(Records from a collection)
=-=-=-=-=

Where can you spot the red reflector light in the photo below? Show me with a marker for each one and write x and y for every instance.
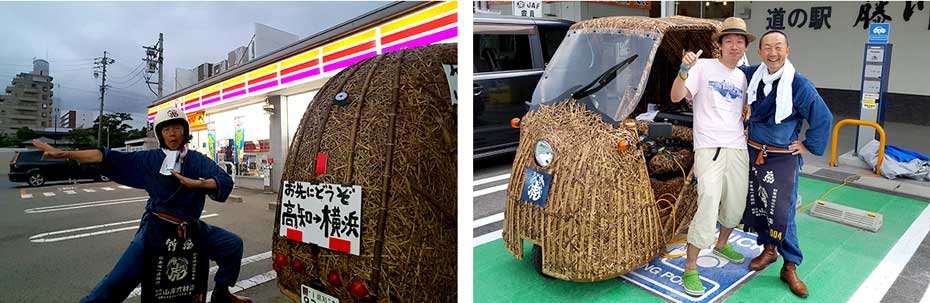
(297, 265)
(358, 289)
(333, 279)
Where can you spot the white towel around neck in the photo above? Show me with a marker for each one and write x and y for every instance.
(173, 160)
(784, 102)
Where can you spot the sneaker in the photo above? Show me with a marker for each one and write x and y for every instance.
(693, 285)
(727, 252)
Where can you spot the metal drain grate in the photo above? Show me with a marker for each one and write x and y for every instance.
(847, 215)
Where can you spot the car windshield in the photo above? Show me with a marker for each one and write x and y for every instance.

=-=-=-=-=

* PROBLEM DETAILS *
Would you transcribe all of the data exactly, omitting any pictures?

* EXERCISE OUTPUT *
Where can you spot the red reflector light in the photo below? Show me with a marker for each one and write x and y for every instance.
(297, 265)
(358, 289)
(333, 279)
Where can you spot the white towel around neck in the photo above? Show me with a marker for each one and write x and y for every instance.
(173, 160)
(784, 102)
Where can you spot the sneaker in the photo above? Show me with a marker for each one and write x and y for every instance.
(693, 285)
(727, 252)
Where can you spot the metal drain grate in the photo above? Show me with a marker for each one and write x and y for every instance.
(847, 215)
Where can you spot the car windshield in the photo above? Show me with a marker for each one and write x and y for every instance.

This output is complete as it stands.